[Dataset rows on where objects appear]
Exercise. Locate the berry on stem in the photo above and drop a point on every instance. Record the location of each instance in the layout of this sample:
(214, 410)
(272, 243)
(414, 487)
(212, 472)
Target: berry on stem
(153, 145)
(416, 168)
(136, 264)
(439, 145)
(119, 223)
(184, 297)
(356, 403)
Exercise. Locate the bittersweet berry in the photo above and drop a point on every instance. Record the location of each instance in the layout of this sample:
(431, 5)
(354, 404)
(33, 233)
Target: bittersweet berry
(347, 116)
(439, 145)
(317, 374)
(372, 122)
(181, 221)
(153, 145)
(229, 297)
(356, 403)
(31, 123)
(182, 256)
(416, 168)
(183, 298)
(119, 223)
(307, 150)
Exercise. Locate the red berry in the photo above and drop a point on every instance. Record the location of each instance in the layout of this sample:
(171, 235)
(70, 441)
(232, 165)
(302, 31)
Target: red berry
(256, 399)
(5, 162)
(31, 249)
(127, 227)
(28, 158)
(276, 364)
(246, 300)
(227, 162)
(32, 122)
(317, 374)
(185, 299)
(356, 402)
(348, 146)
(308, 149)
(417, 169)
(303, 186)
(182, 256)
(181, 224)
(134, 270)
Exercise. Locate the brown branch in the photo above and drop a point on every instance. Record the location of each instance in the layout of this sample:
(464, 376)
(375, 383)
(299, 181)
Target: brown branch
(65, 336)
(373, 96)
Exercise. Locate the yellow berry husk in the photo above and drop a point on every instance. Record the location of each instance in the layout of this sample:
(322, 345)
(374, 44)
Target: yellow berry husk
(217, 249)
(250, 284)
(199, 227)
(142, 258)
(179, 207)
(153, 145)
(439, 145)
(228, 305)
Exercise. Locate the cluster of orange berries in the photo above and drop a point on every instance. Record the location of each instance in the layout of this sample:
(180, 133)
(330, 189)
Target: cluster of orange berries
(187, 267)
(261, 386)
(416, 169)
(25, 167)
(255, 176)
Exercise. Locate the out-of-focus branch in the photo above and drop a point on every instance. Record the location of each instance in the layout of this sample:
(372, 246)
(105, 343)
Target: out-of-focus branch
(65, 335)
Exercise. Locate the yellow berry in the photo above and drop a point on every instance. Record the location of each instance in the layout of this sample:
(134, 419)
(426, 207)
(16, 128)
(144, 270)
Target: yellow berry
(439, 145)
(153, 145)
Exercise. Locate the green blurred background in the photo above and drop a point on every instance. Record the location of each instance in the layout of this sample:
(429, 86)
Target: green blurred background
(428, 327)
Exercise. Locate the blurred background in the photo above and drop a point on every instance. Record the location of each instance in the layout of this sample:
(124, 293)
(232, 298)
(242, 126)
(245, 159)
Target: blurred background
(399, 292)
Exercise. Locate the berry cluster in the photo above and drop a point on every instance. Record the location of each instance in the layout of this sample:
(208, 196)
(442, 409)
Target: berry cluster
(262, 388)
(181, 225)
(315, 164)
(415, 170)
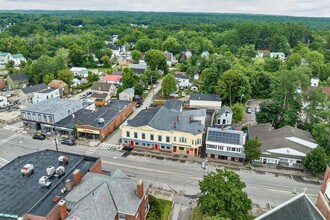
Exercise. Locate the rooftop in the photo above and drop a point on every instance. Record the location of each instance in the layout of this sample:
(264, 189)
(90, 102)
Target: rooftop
(18, 77)
(173, 104)
(51, 106)
(34, 88)
(107, 112)
(204, 97)
(100, 196)
(21, 194)
(300, 207)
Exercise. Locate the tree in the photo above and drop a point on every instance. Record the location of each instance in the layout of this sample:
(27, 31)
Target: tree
(156, 60)
(168, 85)
(252, 149)
(65, 75)
(136, 55)
(316, 160)
(223, 195)
(238, 112)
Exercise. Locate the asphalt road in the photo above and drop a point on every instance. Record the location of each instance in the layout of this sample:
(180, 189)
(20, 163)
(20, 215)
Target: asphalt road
(263, 189)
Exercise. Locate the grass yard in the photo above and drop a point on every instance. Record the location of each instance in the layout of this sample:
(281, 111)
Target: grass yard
(159, 209)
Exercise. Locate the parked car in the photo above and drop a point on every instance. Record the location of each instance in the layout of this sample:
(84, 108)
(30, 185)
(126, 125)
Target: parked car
(248, 110)
(68, 142)
(39, 136)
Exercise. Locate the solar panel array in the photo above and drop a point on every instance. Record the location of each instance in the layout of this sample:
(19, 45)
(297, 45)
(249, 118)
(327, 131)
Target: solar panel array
(223, 137)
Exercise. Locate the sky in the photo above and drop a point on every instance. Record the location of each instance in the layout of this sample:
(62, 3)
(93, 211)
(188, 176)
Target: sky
(309, 8)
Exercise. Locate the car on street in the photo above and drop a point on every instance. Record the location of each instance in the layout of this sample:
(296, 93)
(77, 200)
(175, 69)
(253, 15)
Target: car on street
(248, 110)
(39, 136)
(68, 142)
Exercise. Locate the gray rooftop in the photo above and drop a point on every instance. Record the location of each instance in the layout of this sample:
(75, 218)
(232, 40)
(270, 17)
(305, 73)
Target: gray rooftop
(111, 194)
(51, 106)
(204, 97)
(162, 118)
(107, 112)
(225, 136)
(297, 208)
(34, 88)
(173, 104)
(21, 194)
(223, 110)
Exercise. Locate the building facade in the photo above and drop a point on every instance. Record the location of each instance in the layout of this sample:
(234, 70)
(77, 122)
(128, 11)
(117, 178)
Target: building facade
(225, 144)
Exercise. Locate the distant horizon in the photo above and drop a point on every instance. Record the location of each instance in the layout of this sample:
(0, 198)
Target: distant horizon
(292, 8)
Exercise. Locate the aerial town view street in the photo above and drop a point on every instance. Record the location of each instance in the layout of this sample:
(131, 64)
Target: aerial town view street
(117, 113)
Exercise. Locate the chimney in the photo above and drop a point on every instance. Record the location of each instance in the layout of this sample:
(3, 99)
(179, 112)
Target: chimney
(63, 209)
(139, 189)
(68, 184)
(76, 177)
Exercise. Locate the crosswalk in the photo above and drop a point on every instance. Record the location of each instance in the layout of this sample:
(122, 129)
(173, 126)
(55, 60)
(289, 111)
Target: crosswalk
(3, 162)
(110, 146)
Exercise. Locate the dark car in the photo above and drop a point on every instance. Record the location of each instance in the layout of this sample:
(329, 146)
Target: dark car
(39, 136)
(68, 142)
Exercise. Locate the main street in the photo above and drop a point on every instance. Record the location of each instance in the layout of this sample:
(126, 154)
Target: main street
(264, 189)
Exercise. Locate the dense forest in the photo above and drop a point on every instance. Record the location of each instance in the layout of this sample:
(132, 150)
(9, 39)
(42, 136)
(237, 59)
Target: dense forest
(55, 40)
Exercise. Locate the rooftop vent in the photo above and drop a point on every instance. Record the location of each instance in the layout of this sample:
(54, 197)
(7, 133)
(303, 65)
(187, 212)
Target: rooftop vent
(27, 170)
(100, 120)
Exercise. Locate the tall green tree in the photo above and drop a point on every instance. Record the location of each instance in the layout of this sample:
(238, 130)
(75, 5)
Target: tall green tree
(223, 195)
(168, 85)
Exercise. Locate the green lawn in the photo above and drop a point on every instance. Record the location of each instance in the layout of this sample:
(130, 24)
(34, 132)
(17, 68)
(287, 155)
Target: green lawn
(159, 209)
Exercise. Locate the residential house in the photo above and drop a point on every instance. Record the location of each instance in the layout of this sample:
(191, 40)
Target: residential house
(17, 81)
(285, 146)
(225, 144)
(102, 90)
(59, 84)
(224, 117)
(174, 104)
(299, 207)
(323, 197)
(3, 101)
(161, 129)
(26, 94)
(111, 79)
(5, 57)
(31, 194)
(182, 81)
(138, 68)
(79, 71)
(127, 94)
(49, 93)
(278, 55)
(108, 197)
(208, 101)
(18, 59)
(43, 115)
(99, 124)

(Aim): From the entries above, output every line exactly and omit any image.

(Exercise result):
Exercise. Locate the berry on stem in the photo above and drop a point on every instance. Record the location of each instance in the layout of this sample:
(214, 410)
(272, 243)
(414, 487)
(212, 472)
Target: berry on stem
(153, 145)
(416, 168)
(136, 264)
(439, 145)
(119, 223)
(184, 297)
(356, 403)
Exercise. Locate the bittersweet berry in the photo above and drop a point on every instance. Record the location of each instance in the layout of this sample:
(431, 5)
(354, 404)
(33, 233)
Target: bittersweet berry
(347, 116)
(439, 145)
(317, 374)
(372, 122)
(181, 221)
(153, 145)
(229, 297)
(356, 403)
(31, 123)
(182, 256)
(416, 168)
(183, 298)
(119, 223)
(307, 150)
Exercise. Locate the red berry in the photo above and drop a point on every instance. Record the location of each instance in the layout of this sample:
(171, 235)
(70, 441)
(232, 165)
(302, 31)
Target: red berry
(256, 399)
(5, 162)
(31, 249)
(127, 227)
(28, 158)
(276, 364)
(246, 300)
(227, 162)
(32, 122)
(317, 374)
(185, 299)
(356, 402)
(348, 146)
(308, 149)
(417, 169)
(303, 186)
(182, 256)
(181, 224)
(134, 270)
Exercise. Locate the brown branch in the photo above and drop a point on every instance. Record the location of each instance in the layout of this sample:
(464, 376)
(375, 383)
(299, 181)
Target: brown branch
(65, 336)
(373, 96)
Exercise. Locate the yellow berry husk in the photo above and drop a point on every instance. Record the location of each instance in the layout of this sample:
(322, 345)
(374, 44)
Target: yellow berry husk
(217, 249)
(250, 284)
(199, 227)
(142, 258)
(179, 207)
(153, 145)
(439, 145)
(228, 305)
Exercise. Locate the cluster of orange berries in the photo above and drop a point on every instance. Record the location of each instance in the layout of this sample:
(180, 133)
(330, 189)
Target: cluster of orange berries
(187, 267)
(261, 386)
(416, 169)
(25, 167)
(255, 176)
Exercise. Locate the out-of-focus branch in the photo above and drop a point on every instance. Record the location of each instance in the layout of this sample:
(372, 246)
(105, 343)
Target: out-of-focus branch
(65, 335)
Exercise. Locate the yellow berry in the photo above and drop a point on every instance. Record the location of each instance in the layout of this sample:
(134, 419)
(426, 207)
(16, 128)
(144, 270)
Target: yellow berry
(439, 145)
(153, 145)
Exercise. Locate the green blurred background in the photo above and drop a point on every instance. Record the location of each instance in the layout of this sample:
(429, 86)
Target: green blurred background
(428, 327)
Exercise. Locate the blurred background in the photo above and drop a point on every instance. Record the location of each instance in the layout of this sample:
(124, 293)
(232, 298)
(242, 126)
(245, 159)
Target: blurred background
(399, 292)
Exercise. Locate the berry cluster in the photo above and drop a point on every instance. Record the location of each instance in the layout of this sample:
(208, 196)
(442, 409)
Target: berry cluster
(262, 388)
(181, 225)
(315, 164)
(415, 170)
Exercise. Locate the rooftop in the photo above and drop a point on every instance. Record the location of each instance in the layout of this sample:
(264, 189)
(90, 102)
Target: rooftop
(18, 77)
(173, 104)
(51, 106)
(34, 88)
(107, 112)
(204, 97)
(100, 196)
(21, 194)
(300, 207)
Exercise. Locate the tree in the photo above and drop a point on every instance. Record the location of each instance in the layout of this sample:
(27, 31)
Target: tree
(156, 60)
(168, 85)
(252, 149)
(65, 75)
(136, 55)
(316, 160)
(223, 195)
(238, 112)
Exercise. Locate the asphalt road in the photo above and drop a point on every instance. Record the location of each instance in the layout of this sample:
(180, 189)
(20, 163)
(20, 215)
Target: asphalt road
(263, 189)
Exercise. Locate the grass yard in the photo above and drop a point on every instance. Record the location of each instance in the layout of this sample:
(281, 111)
Target: grass yard
(159, 209)
Exercise. Locate the parked car in the photo above and drop a point on every instance. Record the location of each instance in the layout of this sample:
(84, 108)
(30, 185)
(126, 125)
Target: parked car
(248, 110)
(68, 142)
(39, 136)
Exercise. Locate the solar panel array in the photo above and drop a point on every instance. Record the location of each instance in the layout of this sample:
(19, 45)
(297, 45)
(249, 118)
(327, 131)
Target: solar panel array
(223, 137)
Exercise. Locate the sky in the photo above and drop a point on every instance. Record the location of each instance in the layout of this sample:
(62, 3)
(93, 211)
(188, 176)
Target: sky
(309, 8)
Exercise. Locate the car on street in the photo above and drop a point on every instance. Record the location of each instance in the layout of this sample:
(296, 93)
(77, 200)
(175, 69)
(253, 15)
Target: car on street
(248, 110)
(39, 136)
(68, 142)
Exercise. Locate the gray rooftop in the photo above and drop a point on every instance. Record the location of each instance in the layout of this sample:
(75, 218)
(232, 40)
(270, 17)
(305, 73)
Target: gray rooftop
(111, 194)
(51, 106)
(204, 97)
(162, 118)
(107, 112)
(225, 136)
(297, 208)
(34, 88)
(173, 104)
(21, 194)
(223, 110)
Exercise. Locate the building facade in the photo above and drop a point on every instance. Record the location of each instance in the layout of this sample:
(234, 70)
(77, 122)
(128, 11)
(117, 178)
Target: building facade
(225, 144)
Exercise. Locate the distant horizon in the photo above and drop a point on every instance. Record the location of each instance in the layout of this sample:
(0, 198)
Target: distant horizon
(292, 8)
Exercise. Locate the aerial town view street in the photo above and drop a point on every instance. Record the location of each instance in the layout of this sample:
(131, 64)
Target: aerial town view street
(117, 113)
Exercise. Locate the chimney in the photo above and drop a point on every instance. Record the location of each instance in the layout of this sample:
(3, 99)
(179, 112)
Target: chimney
(63, 209)
(139, 189)
(68, 184)
(76, 177)
Exercise. Locate the crosswalk in the photo above and drop a point on every instance. Record the location of each instance in the layout of this sample:
(122, 129)
(173, 126)
(55, 60)
(289, 111)
Target: crosswalk
(3, 162)
(110, 146)
Exercise. Locate the dark car in the photo above and drop a point on every instance. Record the location of each instance in the layout of this sample:
(329, 146)
Target: dark car
(39, 136)
(68, 142)
Exercise. Locate the main street in the photo above and drop a point on every instance. Record the location of each instance in the layout of this sample:
(126, 154)
Target: main street
(264, 189)
Exercise. Locate the dense forest in the photo above and drop a point on every instance. Record the location of each instance in the layout of this sample:
(132, 150)
(9, 39)
(42, 136)
(237, 59)
Target: dense forest
(55, 40)
Exercise. Locate the rooftop vent in the photo above and drop a point on every instance. Record the location of each instance in the layout of this sample:
(54, 197)
(7, 133)
(303, 65)
(187, 212)
Target: rooftop vent
(27, 170)
(100, 120)
Exercise. Locate the tall green tree in the photo above and drop a point on every instance. Record the location of each instance in the layout of this sample:
(238, 130)
(75, 5)
Target: tall green tree
(223, 195)
(168, 85)
Exercise. Locate the green lawn in the photo above and drop a point on every instance. Record the location of each instance in the layout of this sample:
(130, 24)
(34, 132)
(17, 68)
(287, 155)
Target: green lawn
(159, 209)
Exercise. Locate the residential house in the photo above and drop a point on every instance. Record the location of each instance in the layout of this sample:
(191, 40)
Target: residential house
(17, 81)
(285, 146)
(225, 144)
(102, 90)
(59, 84)
(224, 117)
(174, 104)
(299, 207)
(323, 197)
(3, 101)
(161, 129)
(26, 94)
(111, 79)
(5, 57)
(31, 194)
(182, 81)
(138, 68)
(79, 71)
(127, 94)
(49, 93)
(278, 55)
(108, 197)
(208, 101)
(18, 59)
(43, 115)
(99, 124)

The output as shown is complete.